## Aim of the exercise
Please repeat the material word for word, beginning at the line that contains "Can you find the framed" and stopping after the last line of the material.

## Working data
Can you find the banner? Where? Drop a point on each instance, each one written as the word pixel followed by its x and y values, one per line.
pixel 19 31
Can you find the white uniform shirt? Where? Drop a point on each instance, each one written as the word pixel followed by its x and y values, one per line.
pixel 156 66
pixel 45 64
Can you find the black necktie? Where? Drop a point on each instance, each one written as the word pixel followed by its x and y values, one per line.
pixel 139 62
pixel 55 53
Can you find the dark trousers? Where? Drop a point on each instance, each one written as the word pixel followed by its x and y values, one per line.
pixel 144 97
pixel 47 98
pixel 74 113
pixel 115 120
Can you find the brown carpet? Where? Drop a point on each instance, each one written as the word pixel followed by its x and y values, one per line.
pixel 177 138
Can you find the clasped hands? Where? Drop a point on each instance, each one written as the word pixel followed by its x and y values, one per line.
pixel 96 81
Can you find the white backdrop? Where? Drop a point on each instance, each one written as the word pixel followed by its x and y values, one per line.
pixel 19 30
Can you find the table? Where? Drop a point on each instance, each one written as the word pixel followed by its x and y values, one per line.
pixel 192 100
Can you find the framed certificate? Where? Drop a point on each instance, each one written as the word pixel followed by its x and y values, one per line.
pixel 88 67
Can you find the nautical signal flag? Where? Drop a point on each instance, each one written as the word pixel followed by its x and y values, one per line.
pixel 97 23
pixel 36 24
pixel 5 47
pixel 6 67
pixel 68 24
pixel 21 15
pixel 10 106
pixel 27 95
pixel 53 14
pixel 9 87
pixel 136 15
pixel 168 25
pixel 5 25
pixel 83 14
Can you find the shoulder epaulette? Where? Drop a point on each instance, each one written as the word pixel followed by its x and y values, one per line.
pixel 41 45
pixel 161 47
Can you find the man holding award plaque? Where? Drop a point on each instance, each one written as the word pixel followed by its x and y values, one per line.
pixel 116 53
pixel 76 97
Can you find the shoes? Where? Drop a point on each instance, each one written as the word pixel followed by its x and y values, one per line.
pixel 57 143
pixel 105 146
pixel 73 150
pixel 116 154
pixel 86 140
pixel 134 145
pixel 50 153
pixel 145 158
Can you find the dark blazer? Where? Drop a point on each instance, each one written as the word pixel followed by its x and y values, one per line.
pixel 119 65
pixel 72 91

## Correct response
Can you find the framed certificate? Where? Drop a point on each instance, each one written as the word pixel followed by its x and y values, one per line.
pixel 88 67
Can you find the nautical signal flag? Where? Drop a point on each instance, each one written as the word pixel followed by its x and y values, one per line.
pixel 97 23
pixel 36 24
pixel 5 47
pixel 6 67
pixel 68 24
pixel 21 15
pixel 10 106
pixel 27 95
pixel 53 14
pixel 9 87
pixel 136 15
pixel 168 25
pixel 5 25
pixel 83 14
Can you find the shoulder epaulette? Where? Drop a point on each instance, each one written as the word pixel followed by its x and y values, one per line.
pixel 41 45
pixel 161 47
Can you find the man holding award plaque? Where? Drop a point on each instance, each one written as the word pixel followed by its x and y values, one per line.
pixel 116 53
pixel 76 97
Can you find the shoes? Where? Drop a point on each instance, each one written as the word pixel followed by its x and y values, one per line.
pixel 57 143
pixel 105 146
pixel 73 150
pixel 116 154
pixel 86 140
pixel 134 145
pixel 50 153
pixel 145 158
Can you find the dark blazer? Where? Drop a point on each instance, each one written as the word pixel followed by its x and y values, one per line.
pixel 119 65
pixel 72 91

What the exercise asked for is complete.